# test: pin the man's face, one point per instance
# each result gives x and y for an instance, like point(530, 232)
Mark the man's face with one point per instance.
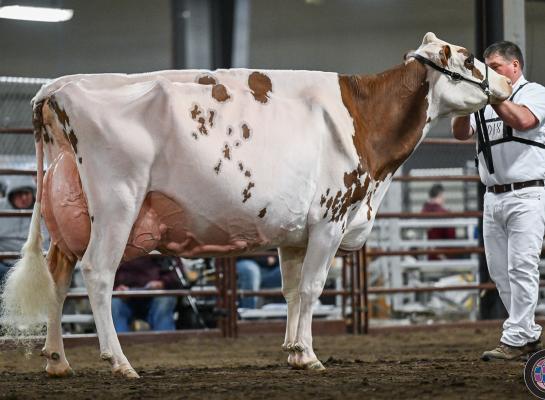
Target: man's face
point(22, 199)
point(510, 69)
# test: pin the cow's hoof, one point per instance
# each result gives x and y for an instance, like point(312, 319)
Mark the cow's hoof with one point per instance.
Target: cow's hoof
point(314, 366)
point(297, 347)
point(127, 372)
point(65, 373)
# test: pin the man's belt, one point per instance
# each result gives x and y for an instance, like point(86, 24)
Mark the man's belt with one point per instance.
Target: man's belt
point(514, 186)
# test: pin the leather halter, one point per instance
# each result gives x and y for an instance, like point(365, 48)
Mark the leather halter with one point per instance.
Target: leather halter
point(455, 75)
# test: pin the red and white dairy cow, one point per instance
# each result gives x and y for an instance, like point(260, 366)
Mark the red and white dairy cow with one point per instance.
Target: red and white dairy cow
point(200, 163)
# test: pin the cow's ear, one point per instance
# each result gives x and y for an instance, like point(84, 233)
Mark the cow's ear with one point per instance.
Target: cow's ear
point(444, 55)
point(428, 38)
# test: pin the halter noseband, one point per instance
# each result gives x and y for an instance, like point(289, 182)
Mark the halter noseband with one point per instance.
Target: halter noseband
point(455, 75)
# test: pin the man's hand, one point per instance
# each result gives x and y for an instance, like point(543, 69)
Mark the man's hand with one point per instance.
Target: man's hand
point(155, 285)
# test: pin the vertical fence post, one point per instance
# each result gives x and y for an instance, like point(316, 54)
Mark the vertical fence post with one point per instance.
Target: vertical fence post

...

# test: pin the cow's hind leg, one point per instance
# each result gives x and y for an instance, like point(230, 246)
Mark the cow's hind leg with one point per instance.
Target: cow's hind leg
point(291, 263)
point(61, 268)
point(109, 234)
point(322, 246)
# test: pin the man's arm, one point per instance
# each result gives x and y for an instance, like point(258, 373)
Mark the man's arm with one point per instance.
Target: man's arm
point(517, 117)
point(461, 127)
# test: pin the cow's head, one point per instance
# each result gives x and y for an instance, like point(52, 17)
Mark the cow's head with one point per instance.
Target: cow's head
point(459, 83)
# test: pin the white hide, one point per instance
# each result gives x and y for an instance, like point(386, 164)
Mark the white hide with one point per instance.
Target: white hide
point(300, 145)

[Aim] Copy out every line of the material above that contains the string "noseband". Matching is case-sensitive.

[Task response]
# test: pin the halter noseband, one point per instance
Mark the halter noseband with one point per instance.
Target: halter noseband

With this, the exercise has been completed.